Short exercise
Please pick out each line below that contains the word "pixel" and copy it in full.

Information shown
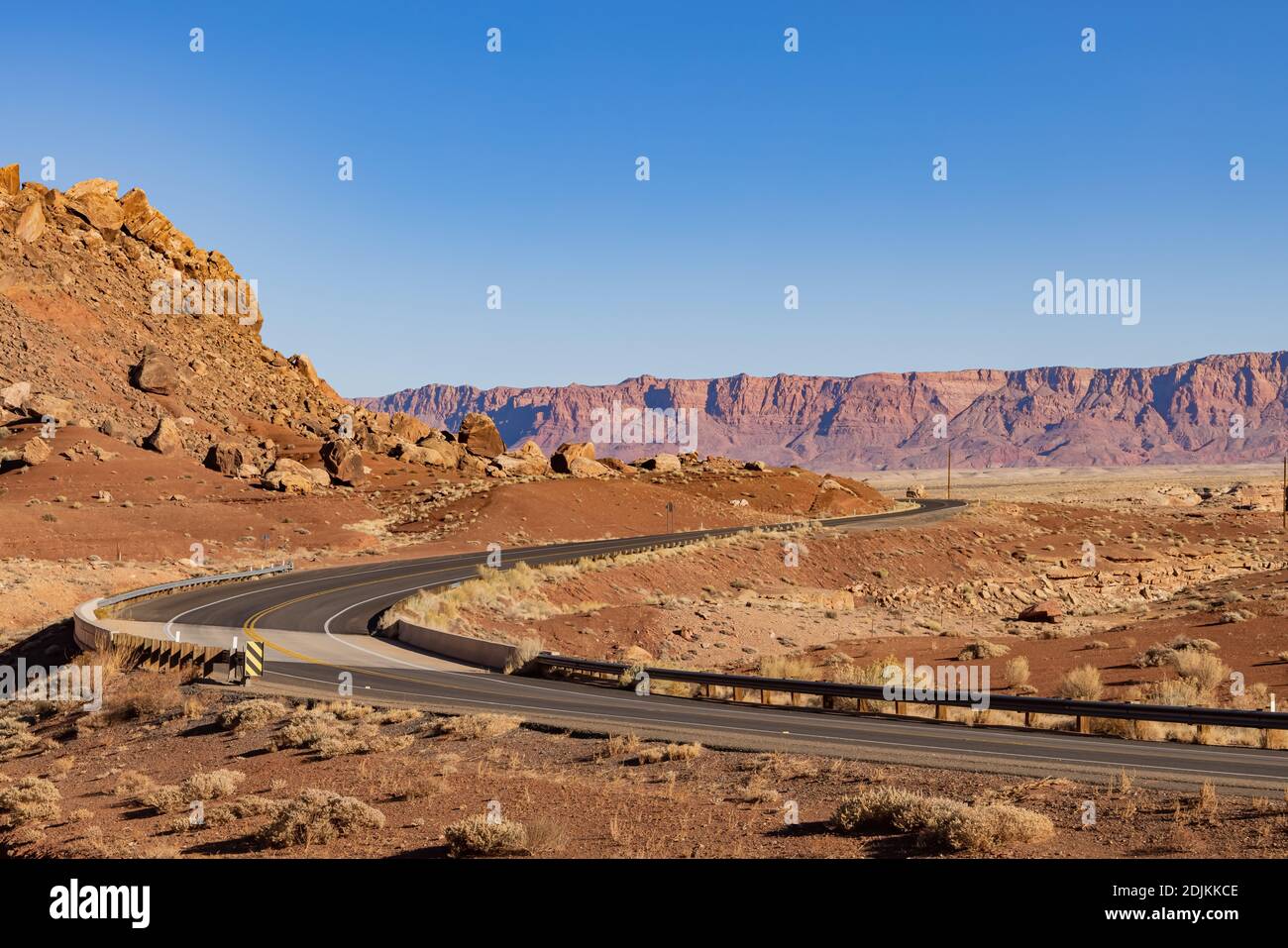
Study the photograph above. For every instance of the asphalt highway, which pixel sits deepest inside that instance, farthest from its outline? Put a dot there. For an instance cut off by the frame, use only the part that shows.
--
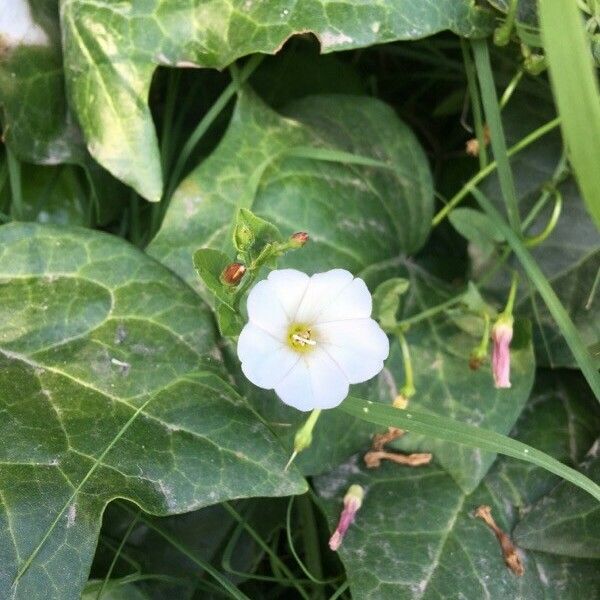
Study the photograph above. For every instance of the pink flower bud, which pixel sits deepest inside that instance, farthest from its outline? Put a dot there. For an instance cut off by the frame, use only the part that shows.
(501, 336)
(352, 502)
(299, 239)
==
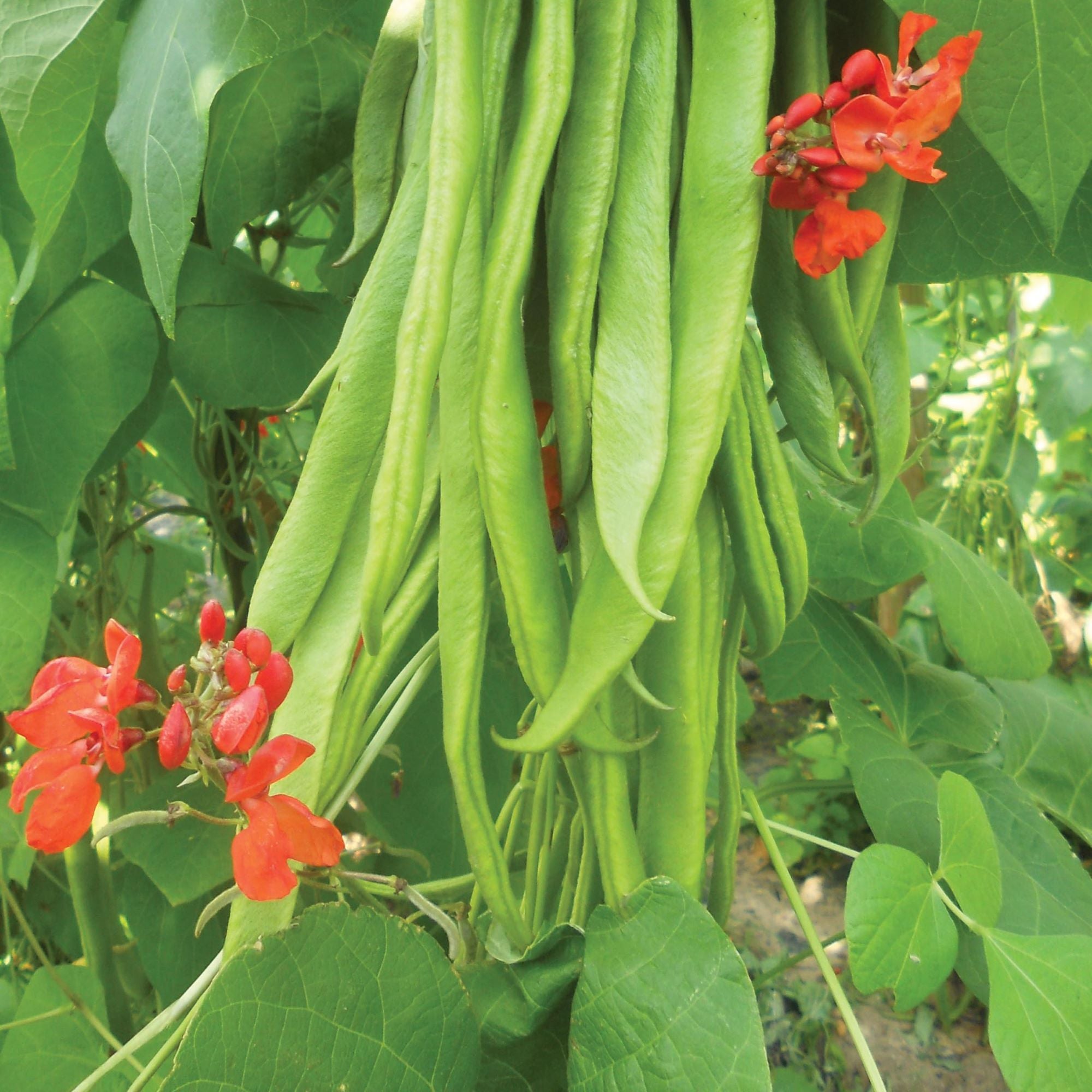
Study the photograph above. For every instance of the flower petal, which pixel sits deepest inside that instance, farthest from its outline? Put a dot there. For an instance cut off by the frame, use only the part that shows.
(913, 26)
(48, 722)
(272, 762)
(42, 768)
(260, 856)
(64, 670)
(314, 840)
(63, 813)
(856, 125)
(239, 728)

Answer for the task
Study the photograph above. For every instance of the asphalt highway, which pixel sits deepest inside that instance, farthest from its outline? Put a dot there. For an instance cut off by the frame, use only the part that shows.
Study the photograph above. For every instance of the pink flower bud, which pixel sits deepest inside that instance, farthest from its outline? Put a dot there. For an instance cut off by the frame, use only the part that shows.
Study the photograph above. For every instance of the flower petal, which pixel sits deepest inside that instance, farthest from its outline? Put a dot there. For an instance cut off by the frame, use only the part that shows.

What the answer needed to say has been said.